■ Texte à lire:

TECH.GOUV : « Tous les éléments sont réunis pour accélérer la transformation numérique de l’État »
En avril dernier, l’État dévoilait TECH.GOUV, son nouveau programme pour accélérer la transformation du service public par le numérique. Une stratégie, assortie d’une feuille de route sur trois ans, pilotée par la direction interministérielle du numérique et du système d’information et de communication de l’État (DINSIC). Nadi Bou Hanna, son directeur depuis décembre 2018, en détaille la genèse, les grands axes et projets phares.
À l’aune de ces 6 mois passés à la tête de la DINSIC, quels constats dressez-vous ?
Nadi Bou Hanna - Ces quelques mois m’ont conforté dans l’idée que j’avais d’une très forte attente de clarification de l’action de l’État en matière de numérique, à la fois de la part de nos parties prenantes au sein des ministères, à tous les niveaux, mais également en interne à la DINSIC.
Ces 6 mois ont aussi renforcé ma conviction que nous disposons, au sein de l’État et de la DINSIC en particulier, d’une matière première de qualité - c’est-à-dire une pratique des projets, des compétences, une culture du travail en commun et de l’innovation - sur laquelle nous pouvons réellement nous appuyer pour construire une stratégie et surtout la mettre en œuvre. Tous les éléments sont réunis pour accélérer la transformation numérique de l’État et plus largement du service public.

■ Données affichées:
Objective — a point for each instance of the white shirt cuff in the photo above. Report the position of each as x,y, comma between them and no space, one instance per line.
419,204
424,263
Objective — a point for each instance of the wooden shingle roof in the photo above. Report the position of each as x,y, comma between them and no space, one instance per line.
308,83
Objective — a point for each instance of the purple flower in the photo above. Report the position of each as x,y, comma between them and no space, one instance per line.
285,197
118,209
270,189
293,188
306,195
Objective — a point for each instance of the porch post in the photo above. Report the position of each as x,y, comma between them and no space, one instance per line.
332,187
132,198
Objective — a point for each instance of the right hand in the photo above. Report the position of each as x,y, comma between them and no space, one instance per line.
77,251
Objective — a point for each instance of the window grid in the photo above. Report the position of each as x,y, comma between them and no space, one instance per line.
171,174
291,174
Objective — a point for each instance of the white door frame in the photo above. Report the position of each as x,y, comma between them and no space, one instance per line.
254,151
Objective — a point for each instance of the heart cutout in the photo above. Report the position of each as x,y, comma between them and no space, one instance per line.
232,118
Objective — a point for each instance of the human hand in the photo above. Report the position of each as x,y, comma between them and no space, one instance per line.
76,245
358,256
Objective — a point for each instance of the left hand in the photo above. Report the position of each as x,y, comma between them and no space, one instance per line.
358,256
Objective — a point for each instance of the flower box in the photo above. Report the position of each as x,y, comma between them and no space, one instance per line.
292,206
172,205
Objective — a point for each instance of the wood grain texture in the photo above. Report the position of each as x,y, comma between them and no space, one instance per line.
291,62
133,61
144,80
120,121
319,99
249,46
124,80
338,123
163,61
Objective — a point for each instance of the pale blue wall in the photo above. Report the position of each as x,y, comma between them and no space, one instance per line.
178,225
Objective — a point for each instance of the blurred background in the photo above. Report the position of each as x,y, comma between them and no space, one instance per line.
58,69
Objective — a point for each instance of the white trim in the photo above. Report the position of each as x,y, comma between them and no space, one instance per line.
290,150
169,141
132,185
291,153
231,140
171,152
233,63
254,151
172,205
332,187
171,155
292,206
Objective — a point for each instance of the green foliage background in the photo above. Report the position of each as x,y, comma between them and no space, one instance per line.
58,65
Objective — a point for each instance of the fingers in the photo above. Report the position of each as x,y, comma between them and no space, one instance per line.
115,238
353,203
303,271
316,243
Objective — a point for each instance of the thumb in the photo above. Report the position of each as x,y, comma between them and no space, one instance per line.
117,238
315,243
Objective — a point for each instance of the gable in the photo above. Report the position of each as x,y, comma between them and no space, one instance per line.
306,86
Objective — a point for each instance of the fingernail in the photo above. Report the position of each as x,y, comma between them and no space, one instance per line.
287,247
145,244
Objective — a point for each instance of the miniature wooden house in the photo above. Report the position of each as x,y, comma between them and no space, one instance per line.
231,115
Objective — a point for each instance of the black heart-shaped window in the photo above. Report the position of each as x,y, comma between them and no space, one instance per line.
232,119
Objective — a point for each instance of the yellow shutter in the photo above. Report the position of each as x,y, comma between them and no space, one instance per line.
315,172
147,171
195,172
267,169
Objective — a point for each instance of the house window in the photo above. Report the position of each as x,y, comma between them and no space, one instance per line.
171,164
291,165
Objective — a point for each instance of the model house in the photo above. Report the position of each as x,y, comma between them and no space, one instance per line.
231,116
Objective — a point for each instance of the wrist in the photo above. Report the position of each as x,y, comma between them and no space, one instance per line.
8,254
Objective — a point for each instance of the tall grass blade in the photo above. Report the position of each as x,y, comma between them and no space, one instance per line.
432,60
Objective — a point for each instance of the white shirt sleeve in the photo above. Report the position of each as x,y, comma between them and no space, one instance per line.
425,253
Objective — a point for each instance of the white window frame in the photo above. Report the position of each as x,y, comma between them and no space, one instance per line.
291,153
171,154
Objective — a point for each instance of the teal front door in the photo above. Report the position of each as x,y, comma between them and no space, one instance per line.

■ Problème à traiter: Extrayez de l'entretien sur TECH.GOUV le passage qui s'ouvre sur les mots contenant "En avril dernier, l’État" et se termine par "et projets phares.".

■ Réponse à l'exercice:
En avril dernier, l’État dévoilait TECH.GOUV, son nouveau programme pour accélérer la transformation du service public par le numérique. Une stratégie, assortie d’une feuille de route sur trois ans, pilotée par la direction interministérielle du numérique et du système d’information et de communication de l’État (DINSIC). Nadi Bou Hanna, son directeur depuis décembre 2018, en détaille la genèse, les grands axes et projets phares.